Short problem: Copy the records below exactly as they are written.

— START Data —

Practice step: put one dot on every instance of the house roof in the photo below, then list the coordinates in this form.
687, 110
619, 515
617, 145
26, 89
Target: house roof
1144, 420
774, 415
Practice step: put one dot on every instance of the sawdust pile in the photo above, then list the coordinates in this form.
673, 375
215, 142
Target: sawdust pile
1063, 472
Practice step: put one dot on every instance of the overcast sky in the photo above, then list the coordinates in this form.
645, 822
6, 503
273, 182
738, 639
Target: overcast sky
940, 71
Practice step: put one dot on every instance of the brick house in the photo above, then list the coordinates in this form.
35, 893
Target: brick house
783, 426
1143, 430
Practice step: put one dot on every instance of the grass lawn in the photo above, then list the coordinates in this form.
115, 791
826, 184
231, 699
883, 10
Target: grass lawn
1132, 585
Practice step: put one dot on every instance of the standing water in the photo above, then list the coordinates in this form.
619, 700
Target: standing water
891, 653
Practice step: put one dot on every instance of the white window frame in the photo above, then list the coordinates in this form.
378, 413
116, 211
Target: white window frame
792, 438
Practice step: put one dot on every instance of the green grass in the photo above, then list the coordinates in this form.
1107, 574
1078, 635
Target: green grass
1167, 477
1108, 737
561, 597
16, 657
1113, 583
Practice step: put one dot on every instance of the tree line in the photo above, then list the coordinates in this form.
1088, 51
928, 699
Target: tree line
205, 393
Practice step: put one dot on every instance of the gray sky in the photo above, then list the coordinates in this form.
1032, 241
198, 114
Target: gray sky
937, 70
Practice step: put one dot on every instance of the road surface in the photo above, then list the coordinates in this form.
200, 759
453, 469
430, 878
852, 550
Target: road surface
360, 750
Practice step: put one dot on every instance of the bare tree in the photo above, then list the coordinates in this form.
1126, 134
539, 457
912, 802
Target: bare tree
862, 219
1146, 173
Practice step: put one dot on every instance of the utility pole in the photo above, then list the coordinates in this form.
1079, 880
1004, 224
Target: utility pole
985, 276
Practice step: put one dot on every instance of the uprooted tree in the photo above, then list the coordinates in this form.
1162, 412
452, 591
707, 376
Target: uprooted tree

— END Data —

Answer to the exercise:
Practice step: put one dot on every instance of the house roof in the photo below, then list the coordinates in this form.
687, 110
619, 515
617, 145
26, 89
Target: house roof
1144, 420
774, 415
Practice step: put one dot on every instance of the sawdust pile in the photo above, then list the coordinates in this form.
673, 375
215, 142
Target: sawdust pile
1063, 472
Practice step: put one dot on every instance of the overcast sky in the photo above, then list the coordinates in this form.
645, 822
6, 503
273, 182
738, 639
Target: overcast sky
940, 71
Practice step: put one dot on every instance of the brick house in the photo above, then list the coordinates in this form.
35, 893
Target: brick house
783, 426
1143, 430
Practice step: put one dot on every instance of the grass lawn in the photo above, then list the coordinates in this form.
115, 791
826, 184
231, 699
883, 10
Target: grass lawn
1132, 585
Practice step: put one dot on every instance of the standing water in the photo above, then list the coordinates in this form.
619, 700
Target: standing water
891, 653
Practice step: put one dot on every instance of the white window frame in the photo above, then list the coordinates in this form.
378, 413
116, 211
Target: white window frame
792, 438
Practice step: put one dot on every instance of the green grass in the photo above, then list the coordinates in this form.
1107, 574
1078, 635
Target: green grass
1167, 477
1108, 737
561, 597
16, 657
1113, 583
Practice step: put one dot on every instance of the tree line in the photo above, then list the coordinates in this form.
1088, 51
928, 699
Target: tree line
205, 393
Practice step: put one dot on every instance of the gray sky in the photo above, then list the coordinates in this form.
1032, 241
198, 114
Target: gray sky
937, 70
Practice step: put one dot on every instance of the road surface in the photo above, then list the coordinates in this form.
200, 759
453, 469
430, 878
852, 550
Target: road surface
360, 750
Practice step: put one dot on every instance of the bare tree in the photo above, then list the coordinates in this form.
1126, 134
539, 457
912, 802
Target: bare tree
862, 219
1146, 173
Practice step: put one dot on every instance of the utility pole in the photo above, then list the coordinates in this form.
1079, 880
1004, 224
Target: utility pole
985, 276
Practice step: put one dot on every instance of the uprooted tree in the photo above, then list the coordinates in this form.
1162, 412
452, 591
707, 376
Target: uprooted tree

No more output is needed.